__Short problem__
In the entries below, put every line from the one containing "Place a point on every instance of the yucca" down to the one containing "x=155 y=544", both ends included, into a Markdown table with the columns Row and Line. Number the rows and leave out any blank lines.

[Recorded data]
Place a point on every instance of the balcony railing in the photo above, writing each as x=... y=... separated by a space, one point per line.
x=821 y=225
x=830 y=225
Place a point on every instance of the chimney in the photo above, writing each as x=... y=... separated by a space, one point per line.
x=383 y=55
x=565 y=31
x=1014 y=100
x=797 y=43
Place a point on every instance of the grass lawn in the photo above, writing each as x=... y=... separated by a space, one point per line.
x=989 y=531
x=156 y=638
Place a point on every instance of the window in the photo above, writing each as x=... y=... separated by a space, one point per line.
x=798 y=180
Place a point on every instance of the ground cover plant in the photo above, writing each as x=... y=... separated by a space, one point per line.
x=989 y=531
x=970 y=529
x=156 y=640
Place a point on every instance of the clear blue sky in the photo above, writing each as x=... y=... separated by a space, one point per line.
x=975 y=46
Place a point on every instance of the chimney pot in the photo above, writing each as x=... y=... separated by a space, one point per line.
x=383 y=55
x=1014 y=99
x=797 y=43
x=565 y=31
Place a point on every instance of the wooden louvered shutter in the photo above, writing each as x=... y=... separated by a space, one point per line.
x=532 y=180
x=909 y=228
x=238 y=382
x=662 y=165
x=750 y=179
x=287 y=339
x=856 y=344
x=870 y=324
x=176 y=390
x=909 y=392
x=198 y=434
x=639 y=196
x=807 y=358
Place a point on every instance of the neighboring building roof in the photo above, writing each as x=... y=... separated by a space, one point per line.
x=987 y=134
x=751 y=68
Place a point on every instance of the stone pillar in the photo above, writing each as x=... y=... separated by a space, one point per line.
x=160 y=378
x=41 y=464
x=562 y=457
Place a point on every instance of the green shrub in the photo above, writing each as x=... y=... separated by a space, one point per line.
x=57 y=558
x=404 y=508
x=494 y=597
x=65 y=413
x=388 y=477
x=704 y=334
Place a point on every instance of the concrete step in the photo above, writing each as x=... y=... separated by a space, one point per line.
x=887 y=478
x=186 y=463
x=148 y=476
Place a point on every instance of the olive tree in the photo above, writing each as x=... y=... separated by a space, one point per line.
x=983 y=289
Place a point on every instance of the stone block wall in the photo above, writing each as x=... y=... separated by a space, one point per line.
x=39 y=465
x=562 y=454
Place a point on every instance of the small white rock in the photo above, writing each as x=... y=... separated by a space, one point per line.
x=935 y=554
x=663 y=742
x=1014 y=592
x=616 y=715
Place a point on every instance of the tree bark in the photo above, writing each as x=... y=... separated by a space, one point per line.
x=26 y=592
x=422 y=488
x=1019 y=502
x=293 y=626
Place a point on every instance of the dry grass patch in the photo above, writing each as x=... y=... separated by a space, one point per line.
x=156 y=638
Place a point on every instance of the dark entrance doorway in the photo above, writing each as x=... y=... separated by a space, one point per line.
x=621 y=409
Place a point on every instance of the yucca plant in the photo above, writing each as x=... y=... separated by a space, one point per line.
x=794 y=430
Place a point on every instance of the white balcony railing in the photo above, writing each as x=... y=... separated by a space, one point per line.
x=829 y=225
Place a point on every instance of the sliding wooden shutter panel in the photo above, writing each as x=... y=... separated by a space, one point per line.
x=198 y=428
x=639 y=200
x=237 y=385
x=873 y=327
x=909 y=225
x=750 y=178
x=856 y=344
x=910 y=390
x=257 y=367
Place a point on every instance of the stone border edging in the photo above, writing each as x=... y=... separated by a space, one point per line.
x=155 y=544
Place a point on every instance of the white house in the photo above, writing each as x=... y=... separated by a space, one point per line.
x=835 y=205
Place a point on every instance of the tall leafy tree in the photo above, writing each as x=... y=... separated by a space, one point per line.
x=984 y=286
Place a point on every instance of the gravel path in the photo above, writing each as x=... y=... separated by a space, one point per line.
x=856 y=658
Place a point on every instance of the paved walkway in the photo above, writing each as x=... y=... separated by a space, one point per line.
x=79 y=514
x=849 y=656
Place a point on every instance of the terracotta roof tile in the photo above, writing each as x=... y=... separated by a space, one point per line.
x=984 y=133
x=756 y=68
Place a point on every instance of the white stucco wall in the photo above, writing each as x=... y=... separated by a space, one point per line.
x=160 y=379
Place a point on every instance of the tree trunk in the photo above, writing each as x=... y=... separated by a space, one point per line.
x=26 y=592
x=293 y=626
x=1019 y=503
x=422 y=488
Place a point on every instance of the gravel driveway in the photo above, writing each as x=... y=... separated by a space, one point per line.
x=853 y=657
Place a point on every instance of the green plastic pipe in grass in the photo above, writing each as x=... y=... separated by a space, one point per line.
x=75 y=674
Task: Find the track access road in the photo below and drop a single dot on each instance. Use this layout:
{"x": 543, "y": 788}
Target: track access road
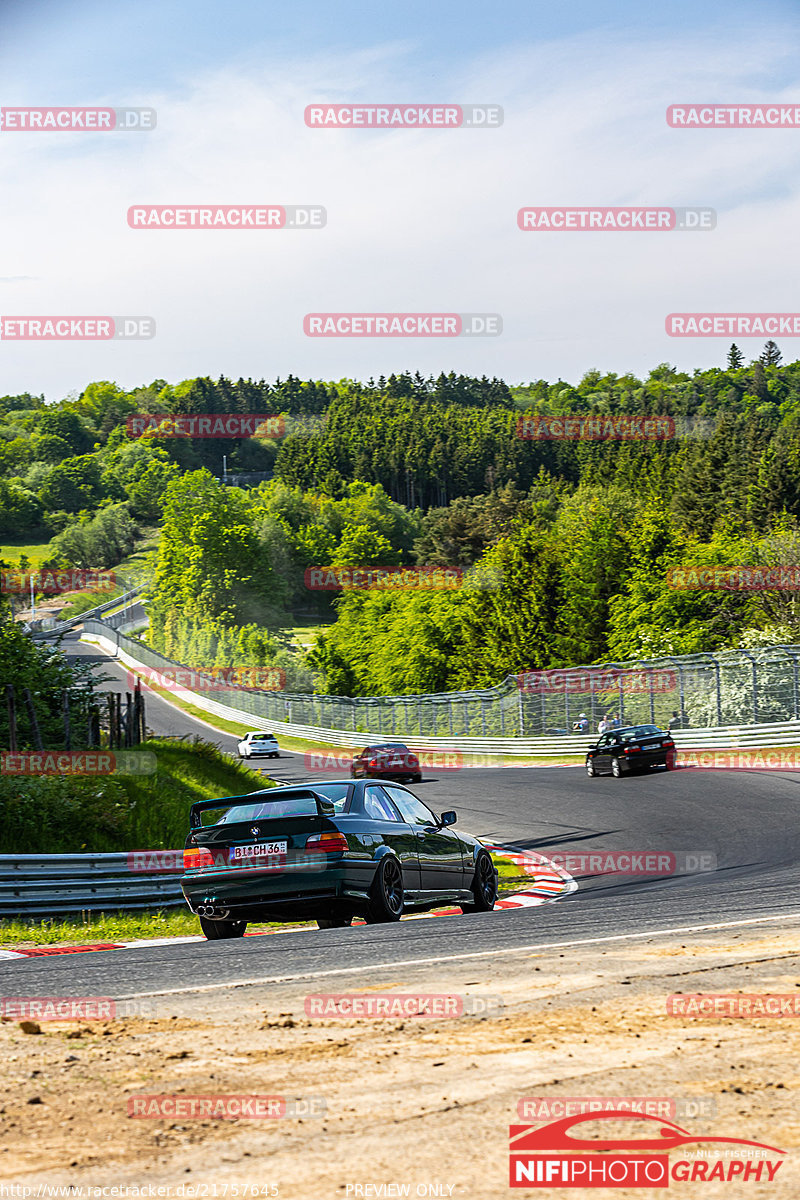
{"x": 746, "y": 819}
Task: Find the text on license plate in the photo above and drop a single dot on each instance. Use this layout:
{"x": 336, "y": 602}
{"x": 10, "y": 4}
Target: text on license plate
{"x": 260, "y": 850}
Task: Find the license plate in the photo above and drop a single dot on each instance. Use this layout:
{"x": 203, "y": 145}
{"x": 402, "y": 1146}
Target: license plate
{"x": 260, "y": 850}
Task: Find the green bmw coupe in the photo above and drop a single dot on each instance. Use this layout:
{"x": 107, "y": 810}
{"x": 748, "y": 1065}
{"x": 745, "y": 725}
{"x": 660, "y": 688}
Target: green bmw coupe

__Answer__
| Row | Line |
|---|---|
| 1 | Place a point on every instance of the yucca plant in the photo above, writing each as x=... y=... separated by a space, one point per line. |
| 2 | x=794 y=430 |
| 3 | Place a point on every instance of the white balcony railing in the photo above, writing each as x=... y=... separated by a space, one point per line. |
| 4 | x=829 y=225 |
| 5 | Place a point on every instance of the sliding wooden shutter panel in the photo above, writing each as x=... y=... separated by a space, one point per line. |
| 6 | x=198 y=428 |
| 7 | x=639 y=200 |
| 8 | x=237 y=385 |
| 9 | x=873 y=327 |
| 10 | x=909 y=225 |
| 11 | x=750 y=178 |
| 12 | x=856 y=344 |
| 13 | x=910 y=390 |
| 14 | x=257 y=367 |
| 15 | Place a point on every instance of the stone border edging in the photo above, writing each as x=... y=... separated by a space, one point per line. |
| 16 | x=155 y=544 |